* Problem to work on: Your task is to return the line containing "stand for me thx" and each line after it through the end of the entries, exactly, with no other lines.

Collected data:
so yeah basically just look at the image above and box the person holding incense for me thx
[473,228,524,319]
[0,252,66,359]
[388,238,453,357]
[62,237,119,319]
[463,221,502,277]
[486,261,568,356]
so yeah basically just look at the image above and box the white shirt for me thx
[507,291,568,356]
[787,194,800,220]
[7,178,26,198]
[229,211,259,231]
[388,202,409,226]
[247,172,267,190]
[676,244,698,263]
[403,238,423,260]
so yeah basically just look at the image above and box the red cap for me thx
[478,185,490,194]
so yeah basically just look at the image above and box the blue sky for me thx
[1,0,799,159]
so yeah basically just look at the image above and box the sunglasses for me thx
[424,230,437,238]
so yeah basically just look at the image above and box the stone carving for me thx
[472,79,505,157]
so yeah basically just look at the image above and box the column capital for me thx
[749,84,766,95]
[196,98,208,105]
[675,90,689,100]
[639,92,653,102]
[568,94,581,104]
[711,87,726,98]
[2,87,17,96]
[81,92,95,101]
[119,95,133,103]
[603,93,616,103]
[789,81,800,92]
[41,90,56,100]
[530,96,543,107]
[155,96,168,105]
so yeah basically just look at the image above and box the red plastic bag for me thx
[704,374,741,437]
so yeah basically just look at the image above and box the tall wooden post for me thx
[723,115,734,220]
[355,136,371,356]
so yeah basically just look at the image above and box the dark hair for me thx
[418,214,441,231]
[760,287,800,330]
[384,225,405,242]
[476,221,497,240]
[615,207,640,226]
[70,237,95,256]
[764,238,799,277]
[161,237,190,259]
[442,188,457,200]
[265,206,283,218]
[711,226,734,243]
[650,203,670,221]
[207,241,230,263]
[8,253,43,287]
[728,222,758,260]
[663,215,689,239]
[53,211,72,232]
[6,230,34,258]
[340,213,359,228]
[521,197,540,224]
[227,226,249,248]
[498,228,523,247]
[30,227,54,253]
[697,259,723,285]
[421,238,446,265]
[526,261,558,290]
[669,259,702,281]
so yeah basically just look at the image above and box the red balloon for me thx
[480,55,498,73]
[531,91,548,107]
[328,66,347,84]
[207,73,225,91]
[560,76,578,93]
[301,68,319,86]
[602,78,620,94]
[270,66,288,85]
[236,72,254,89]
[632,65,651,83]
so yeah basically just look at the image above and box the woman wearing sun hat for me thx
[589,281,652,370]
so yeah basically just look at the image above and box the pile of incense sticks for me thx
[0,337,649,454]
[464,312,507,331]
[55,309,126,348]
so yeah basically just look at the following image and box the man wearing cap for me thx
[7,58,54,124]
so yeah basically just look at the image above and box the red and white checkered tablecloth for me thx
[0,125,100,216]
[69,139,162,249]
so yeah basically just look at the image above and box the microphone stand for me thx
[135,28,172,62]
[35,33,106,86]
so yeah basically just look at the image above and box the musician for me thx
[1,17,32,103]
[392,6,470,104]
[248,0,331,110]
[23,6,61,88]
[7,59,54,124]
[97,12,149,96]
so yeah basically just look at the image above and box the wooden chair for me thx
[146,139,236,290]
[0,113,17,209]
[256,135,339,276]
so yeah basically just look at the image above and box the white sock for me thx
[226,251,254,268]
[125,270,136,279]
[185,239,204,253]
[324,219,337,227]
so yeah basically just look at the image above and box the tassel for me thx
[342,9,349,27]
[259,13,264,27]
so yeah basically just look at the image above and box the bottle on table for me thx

* Result below:
so yeah basically just look at the image above and box the microphone stand for me thx
[135,28,172,62]
[35,33,106,86]
so yeah basically just look at the image above and box the musician for me thx
[1,17,32,103]
[392,6,470,104]
[248,0,331,110]
[23,6,61,88]
[7,59,54,124]
[97,12,149,96]
so yeah basically just look at the image above and box the wooden chair for me thx
[146,139,236,290]
[0,113,17,209]
[256,135,339,276]
so yeah basically just look at the image above and box the white sock for me thx
[226,251,254,268]
[125,270,136,279]
[185,239,204,253]
[324,219,337,227]
so yeah basically just look at the image above and box the tassel for me thx
[342,9,349,27]
[259,13,264,27]
so yeah basically just look at the image above and box the bottle on table for me thx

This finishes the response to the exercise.